### [RECORDS SUPPLIED]
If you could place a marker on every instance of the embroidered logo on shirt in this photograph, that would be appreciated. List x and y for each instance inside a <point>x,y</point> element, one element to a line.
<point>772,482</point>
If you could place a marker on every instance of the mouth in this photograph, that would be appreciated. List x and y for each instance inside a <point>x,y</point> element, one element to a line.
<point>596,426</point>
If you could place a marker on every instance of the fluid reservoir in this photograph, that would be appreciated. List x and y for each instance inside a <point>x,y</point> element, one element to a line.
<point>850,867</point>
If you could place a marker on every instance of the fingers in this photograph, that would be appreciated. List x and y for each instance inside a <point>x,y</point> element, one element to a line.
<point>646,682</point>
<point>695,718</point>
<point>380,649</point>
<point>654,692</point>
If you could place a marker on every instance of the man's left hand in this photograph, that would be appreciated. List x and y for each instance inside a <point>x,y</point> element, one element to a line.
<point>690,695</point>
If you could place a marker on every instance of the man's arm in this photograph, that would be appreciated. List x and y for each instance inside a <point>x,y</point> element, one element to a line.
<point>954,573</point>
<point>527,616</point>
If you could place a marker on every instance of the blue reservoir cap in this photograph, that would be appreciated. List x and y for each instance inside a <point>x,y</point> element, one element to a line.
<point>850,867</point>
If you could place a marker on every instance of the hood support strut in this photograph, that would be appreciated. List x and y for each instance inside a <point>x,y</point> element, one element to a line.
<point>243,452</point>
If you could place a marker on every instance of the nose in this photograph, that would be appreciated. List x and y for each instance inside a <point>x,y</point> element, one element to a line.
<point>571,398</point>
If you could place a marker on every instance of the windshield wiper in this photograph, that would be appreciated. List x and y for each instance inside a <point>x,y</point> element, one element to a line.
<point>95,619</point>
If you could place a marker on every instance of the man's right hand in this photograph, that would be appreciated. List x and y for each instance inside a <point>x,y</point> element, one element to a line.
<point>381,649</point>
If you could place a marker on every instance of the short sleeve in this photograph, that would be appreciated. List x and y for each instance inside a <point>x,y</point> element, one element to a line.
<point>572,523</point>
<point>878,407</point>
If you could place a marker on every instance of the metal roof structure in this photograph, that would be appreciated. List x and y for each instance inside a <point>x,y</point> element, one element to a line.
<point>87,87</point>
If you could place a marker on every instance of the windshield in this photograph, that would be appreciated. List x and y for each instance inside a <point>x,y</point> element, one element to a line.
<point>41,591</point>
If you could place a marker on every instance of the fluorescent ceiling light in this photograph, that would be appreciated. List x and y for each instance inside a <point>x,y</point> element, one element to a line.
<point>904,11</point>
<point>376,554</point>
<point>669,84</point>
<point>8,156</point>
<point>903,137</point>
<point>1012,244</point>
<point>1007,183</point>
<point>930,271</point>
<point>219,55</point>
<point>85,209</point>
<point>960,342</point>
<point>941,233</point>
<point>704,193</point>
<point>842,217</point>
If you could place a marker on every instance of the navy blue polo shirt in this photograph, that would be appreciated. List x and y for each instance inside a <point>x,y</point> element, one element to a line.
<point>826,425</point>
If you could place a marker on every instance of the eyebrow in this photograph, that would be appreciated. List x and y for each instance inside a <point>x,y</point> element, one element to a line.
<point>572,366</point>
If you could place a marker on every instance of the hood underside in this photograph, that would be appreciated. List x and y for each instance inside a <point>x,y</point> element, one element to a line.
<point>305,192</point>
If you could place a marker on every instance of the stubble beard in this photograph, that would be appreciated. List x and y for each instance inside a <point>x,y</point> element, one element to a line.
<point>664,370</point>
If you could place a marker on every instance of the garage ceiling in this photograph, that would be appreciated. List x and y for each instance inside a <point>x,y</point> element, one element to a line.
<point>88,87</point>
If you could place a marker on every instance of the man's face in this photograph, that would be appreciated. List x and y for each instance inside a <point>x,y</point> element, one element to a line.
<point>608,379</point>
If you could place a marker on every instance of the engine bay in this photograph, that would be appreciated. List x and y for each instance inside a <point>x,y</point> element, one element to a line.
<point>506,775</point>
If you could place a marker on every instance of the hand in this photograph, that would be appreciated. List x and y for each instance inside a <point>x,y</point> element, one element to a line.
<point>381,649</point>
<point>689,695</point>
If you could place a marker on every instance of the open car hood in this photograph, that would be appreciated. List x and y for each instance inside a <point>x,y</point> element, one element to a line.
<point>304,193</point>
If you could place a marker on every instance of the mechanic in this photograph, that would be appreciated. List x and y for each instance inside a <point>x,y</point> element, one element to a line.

### [TASK REQUIREMENTS]
Please set down the full listing above, word for word.

### [SOLUTION]
If you could place a marker on every instance of the embroidered logo on shirt in this photograph, that would be appreciated. List x and y for each instance inside a <point>x,y</point> element, one element to a line.
<point>772,482</point>
If you could place a marker on every instance of the mouth in this photograph, that would be appreciated. List x and y for each instance inside a <point>x,y</point> element, one element to a line.
<point>596,426</point>
If you could place a marker on every instance of the fluid reservoir in this photograph, that would be appreciated. List x and y for each instance inside a <point>x,y</point> element, one element to a line.
<point>850,867</point>
If you could place a marker on every instance of the fingers in this photograph, that would be appreciated. List x and y for each instance inside a <point>x,y</point> element, one element to a line.
<point>646,682</point>
<point>695,718</point>
<point>380,649</point>
<point>654,692</point>
If you could place a marker on every instance of the man's left hand in this photograph, that would be appreciated. List x and y for each instance inside a <point>x,y</point> element, one element to a line.
<point>690,695</point>
If you could place a marker on every instance of the man's arm in this photograph, that would be appreciated. List x and y for each instance inside a <point>x,y</point> element, one element to a line.
<point>954,573</point>
<point>527,616</point>
If you could place a marker on every instance of the blue reservoir cap in this photograph, that would be appreciated. List x and y for each instance inside a <point>x,y</point> element, one element to a line.
<point>850,867</point>
If you could place a marker on every instance of the hood support strut in this photograph, that would be appreciated. List x and y for each instance inside a <point>x,y</point> element, one element to a line.
<point>243,452</point>
If you could place a marker on every instance of the nose in this photograph, that would be appreciated. List x and y for each instance inside a <point>x,y</point> element, one element to a line.
<point>571,398</point>
If you could place a marker on every instance of the windshield wiper in this photograph, that would be appreciated. List x and y for each instance inside a <point>x,y</point> element, one element to a line.
<point>95,619</point>
If you could place a marker on every instance of the man's right hand in this photograph, that would be appreciated. List x and y for each instance inside a <point>x,y</point> element, one element to a line.
<point>381,649</point>
If you could place a marker on every instance of the short sleeve in this photograph, that would be appreciated. List x and y for each instance inside a <point>x,y</point> element, one element to a line.
<point>572,523</point>
<point>878,407</point>
If you could place a marker on every instance of the metal roof structure in this photograph, that would be appreciated. List x and y for each instance inside a <point>x,y</point> element, one element to a line.
<point>87,87</point>
If you could place a marker on every instance of the windshield in this photograph, that would be appreciated. List x and y for each instance inside a <point>x,y</point> element, one element to a line.
<point>41,591</point>
If you could place a marker on every instance of the fluorescent ceiling light in this photograph, that would be appreciated. List x and y for each instance inside a <point>x,y</point> element, one element to a line.
<point>904,11</point>
<point>376,554</point>
<point>669,84</point>
<point>8,156</point>
<point>903,137</point>
<point>1012,244</point>
<point>1007,183</point>
<point>930,271</point>
<point>219,55</point>
<point>85,209</point>
<point>960,342</point>
<point>941,233</point>
<point>704,193</point>
<point>842,217</point>
If you could place a marker on every instance of the navy blue polo shirt in this photograph, that would be appreciated. List x and y for each instance inside a <point>x,y</point> element, one element to a line.
<point>826,425</point>
If you could place a marker on every instance of the eyebrow in this photograph, that would be appreciated. List x and y for each instance inside a <point>x,y</point> element, one element to a line.
<point>572,366</point>
If you could place a marker on every instance of the hood underside in this photograph, that would be appreciated. List x and y for each instance inside a <point>x,y</point> element, one element to a line.
<point>305,192</point>
If you could place a marker on every instance of the stubble beard in this photograph, that would be appreciated. List x and y for each instance inside a <point>x,y</point> element, one element to a line.
<point>664,370</point>
If you could place a marker on every instance of the garage ceiling in this photograph, that would be appreciated. List x and y for each instance inside a <point>x,y</point> element, one element to a line.
<point>88,87</point>
If you could place a marker on every instance of the man's face in this photograph, that would be appreciated. List x and y for each instance inside a <point>x,y</point> element, one element to a line.
<point>608,379</point>
If you could place a marker on every instance of the engine bay in this photograph, that would be appreciated. List x and y for each instance inside a <point>x,y</point> element, one element to a line.
<point>506,775</point>
If you could place a marker on every instance of the hand in this photograph, that would be appreciated. List x and y for each instance inside a <point>x,y</point> element, one element to a line.
<point>381,649</point>
<point>689,695</point>
If you could place a marker on every instance of the open car hood in this photograph, that would be appreciated. List x and y for each instance inside a <point>x,y</point> element, one element to a line.
<point>304,193</point>
If you could place a marker on every instance of the mechanic in this photograph, that would be appreciated. List x and y for each instance inside a <point>x,y</point> element, one element to a line.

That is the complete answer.